> _Image-grounded pointing data_
--- START ---

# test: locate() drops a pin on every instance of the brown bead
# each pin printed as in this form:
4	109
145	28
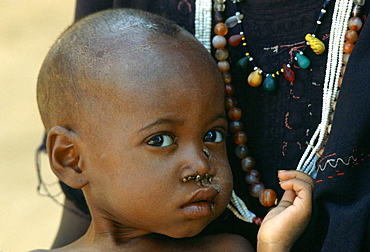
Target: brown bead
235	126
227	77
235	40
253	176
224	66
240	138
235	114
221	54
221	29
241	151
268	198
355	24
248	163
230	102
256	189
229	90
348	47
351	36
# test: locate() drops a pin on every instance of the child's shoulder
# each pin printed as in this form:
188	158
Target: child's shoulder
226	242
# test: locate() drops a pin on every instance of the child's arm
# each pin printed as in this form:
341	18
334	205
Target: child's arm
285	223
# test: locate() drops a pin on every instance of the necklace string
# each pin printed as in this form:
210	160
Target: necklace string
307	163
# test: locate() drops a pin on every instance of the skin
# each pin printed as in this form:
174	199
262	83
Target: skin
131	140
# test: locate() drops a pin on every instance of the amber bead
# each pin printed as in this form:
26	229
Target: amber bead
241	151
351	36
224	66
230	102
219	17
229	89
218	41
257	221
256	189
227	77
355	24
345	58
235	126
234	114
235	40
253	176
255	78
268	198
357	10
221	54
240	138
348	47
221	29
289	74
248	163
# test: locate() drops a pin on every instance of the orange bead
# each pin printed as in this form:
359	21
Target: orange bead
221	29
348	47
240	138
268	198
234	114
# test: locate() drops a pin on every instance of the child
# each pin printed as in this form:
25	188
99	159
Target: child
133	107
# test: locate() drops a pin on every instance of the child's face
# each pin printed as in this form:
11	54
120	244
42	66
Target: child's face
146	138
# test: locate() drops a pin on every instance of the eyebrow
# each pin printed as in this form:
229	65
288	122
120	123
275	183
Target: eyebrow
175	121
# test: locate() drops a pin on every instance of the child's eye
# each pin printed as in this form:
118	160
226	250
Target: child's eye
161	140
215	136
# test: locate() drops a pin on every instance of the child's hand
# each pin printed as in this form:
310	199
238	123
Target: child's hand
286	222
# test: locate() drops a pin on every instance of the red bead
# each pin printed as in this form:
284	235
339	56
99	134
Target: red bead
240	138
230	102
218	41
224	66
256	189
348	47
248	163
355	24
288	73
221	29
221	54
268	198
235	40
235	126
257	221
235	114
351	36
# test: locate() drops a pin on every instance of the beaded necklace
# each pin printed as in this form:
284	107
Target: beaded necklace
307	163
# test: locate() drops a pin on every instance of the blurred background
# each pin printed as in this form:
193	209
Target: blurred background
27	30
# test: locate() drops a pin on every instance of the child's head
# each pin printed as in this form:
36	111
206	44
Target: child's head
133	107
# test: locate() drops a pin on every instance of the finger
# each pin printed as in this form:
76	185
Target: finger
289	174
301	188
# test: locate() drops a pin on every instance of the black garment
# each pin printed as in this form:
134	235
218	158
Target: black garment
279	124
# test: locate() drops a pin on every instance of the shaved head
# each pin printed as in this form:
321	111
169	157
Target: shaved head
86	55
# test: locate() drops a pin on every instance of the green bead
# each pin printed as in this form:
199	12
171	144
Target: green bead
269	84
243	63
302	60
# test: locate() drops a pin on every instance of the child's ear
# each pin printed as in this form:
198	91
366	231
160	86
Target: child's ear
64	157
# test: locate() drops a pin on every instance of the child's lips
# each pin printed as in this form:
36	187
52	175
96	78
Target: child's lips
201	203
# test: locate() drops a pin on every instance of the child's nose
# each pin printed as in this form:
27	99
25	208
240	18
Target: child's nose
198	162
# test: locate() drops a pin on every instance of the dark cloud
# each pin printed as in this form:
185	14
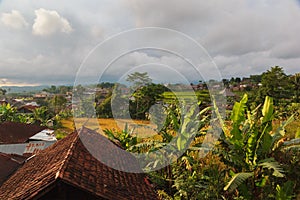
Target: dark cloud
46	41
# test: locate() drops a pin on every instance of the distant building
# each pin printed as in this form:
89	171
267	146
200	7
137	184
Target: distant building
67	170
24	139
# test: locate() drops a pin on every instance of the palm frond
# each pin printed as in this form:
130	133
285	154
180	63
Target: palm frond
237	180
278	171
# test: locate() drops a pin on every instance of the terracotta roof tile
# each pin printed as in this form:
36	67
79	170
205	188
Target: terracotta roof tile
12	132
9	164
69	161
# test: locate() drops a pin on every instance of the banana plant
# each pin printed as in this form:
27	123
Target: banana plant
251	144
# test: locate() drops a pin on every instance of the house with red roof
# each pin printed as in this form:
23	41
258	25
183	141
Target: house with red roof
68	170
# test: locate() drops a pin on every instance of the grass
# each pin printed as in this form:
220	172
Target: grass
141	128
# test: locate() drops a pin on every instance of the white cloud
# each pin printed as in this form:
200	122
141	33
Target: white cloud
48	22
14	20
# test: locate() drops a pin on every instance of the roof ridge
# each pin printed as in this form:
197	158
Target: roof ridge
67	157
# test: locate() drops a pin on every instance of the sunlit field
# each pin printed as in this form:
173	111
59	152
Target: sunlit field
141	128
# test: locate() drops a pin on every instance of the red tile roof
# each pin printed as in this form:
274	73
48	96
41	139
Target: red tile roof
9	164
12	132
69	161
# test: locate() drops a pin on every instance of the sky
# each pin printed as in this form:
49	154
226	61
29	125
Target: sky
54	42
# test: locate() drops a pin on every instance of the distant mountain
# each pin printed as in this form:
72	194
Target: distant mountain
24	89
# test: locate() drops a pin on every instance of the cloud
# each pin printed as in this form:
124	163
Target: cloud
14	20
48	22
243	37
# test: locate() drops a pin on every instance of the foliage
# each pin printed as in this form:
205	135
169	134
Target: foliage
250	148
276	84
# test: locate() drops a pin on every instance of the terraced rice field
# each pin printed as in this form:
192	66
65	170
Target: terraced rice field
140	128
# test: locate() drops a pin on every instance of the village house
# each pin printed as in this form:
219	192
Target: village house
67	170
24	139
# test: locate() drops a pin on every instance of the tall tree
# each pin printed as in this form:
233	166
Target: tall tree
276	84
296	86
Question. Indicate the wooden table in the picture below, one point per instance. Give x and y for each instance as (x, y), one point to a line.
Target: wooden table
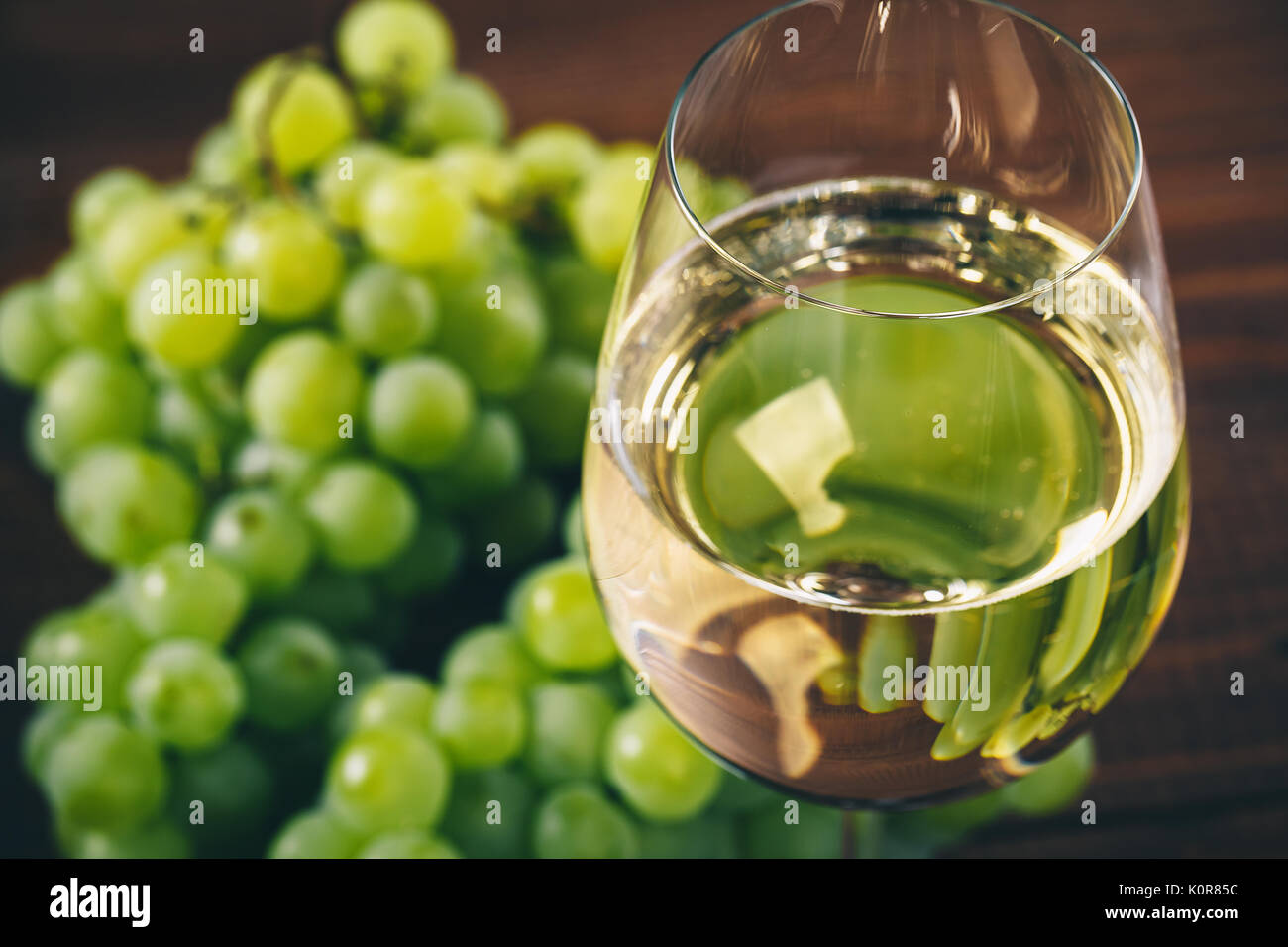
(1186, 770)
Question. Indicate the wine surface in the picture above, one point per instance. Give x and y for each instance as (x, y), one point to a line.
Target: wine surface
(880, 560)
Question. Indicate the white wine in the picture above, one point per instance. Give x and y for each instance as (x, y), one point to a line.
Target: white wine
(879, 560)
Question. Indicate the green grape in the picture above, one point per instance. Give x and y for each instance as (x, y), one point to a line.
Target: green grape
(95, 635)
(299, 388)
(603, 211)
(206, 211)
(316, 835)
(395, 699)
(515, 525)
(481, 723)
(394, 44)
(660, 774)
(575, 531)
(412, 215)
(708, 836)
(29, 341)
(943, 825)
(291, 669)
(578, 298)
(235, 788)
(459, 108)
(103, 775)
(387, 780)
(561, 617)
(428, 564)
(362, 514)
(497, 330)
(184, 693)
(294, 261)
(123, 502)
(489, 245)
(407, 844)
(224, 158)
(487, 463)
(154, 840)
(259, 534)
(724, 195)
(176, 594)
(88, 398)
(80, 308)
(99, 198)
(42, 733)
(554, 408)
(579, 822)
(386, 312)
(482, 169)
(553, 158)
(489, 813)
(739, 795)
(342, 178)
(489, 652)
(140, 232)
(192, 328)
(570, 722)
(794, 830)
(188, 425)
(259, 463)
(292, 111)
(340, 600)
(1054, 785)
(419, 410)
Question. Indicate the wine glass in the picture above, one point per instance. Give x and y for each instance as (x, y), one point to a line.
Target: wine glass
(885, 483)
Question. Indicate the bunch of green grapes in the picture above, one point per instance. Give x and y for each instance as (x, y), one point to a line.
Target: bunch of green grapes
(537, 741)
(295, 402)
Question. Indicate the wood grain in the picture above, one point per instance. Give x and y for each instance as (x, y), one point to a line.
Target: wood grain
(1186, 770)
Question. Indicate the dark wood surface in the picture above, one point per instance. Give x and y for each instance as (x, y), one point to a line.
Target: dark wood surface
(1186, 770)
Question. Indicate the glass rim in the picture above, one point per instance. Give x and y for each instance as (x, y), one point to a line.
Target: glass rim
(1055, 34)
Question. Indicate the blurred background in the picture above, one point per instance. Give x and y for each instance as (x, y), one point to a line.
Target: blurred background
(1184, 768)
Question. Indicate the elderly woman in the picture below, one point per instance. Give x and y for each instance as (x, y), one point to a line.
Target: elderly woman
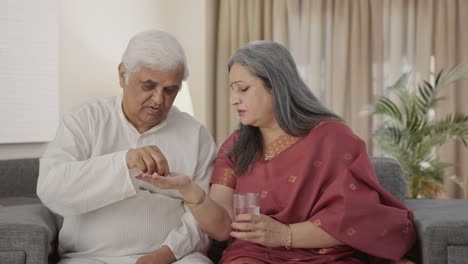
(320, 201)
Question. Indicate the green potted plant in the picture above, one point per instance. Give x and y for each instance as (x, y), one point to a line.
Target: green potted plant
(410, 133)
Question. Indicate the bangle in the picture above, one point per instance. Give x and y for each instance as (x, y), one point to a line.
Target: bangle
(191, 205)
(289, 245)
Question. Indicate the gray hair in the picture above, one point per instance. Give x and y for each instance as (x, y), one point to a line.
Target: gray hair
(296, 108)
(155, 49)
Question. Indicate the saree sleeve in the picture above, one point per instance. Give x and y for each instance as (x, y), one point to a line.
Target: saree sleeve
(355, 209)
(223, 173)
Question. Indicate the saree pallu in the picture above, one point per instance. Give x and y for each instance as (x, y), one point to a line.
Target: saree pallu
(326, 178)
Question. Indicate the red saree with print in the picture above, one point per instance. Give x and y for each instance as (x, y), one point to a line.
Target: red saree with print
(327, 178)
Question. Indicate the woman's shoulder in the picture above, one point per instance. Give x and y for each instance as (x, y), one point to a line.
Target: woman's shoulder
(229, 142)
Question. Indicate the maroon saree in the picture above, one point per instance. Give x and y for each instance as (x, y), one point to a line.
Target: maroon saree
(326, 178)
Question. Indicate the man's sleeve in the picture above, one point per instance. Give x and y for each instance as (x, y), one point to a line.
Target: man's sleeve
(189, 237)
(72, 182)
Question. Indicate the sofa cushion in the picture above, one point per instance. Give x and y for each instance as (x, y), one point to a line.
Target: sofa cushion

--- END ---

> _TASK REQUIREMENTS_
Nothing but the lines from the one with "Question. Indicate the man's" through the last line of the records above should be retyped, and those word for word.

> _ANSWER BOX_
Question. Indicate the man's sleeve in the picture above, one point per instance. Give x and y for each instance as (x, y), one point to a line.
Target: man's sleeve
(189, 237)
(72, 182)
Question. Indicate the sofa cushion in the picture above, one point per instance. Give x and y for each instance as (x, y), one point to a line.
Target: sofa cushion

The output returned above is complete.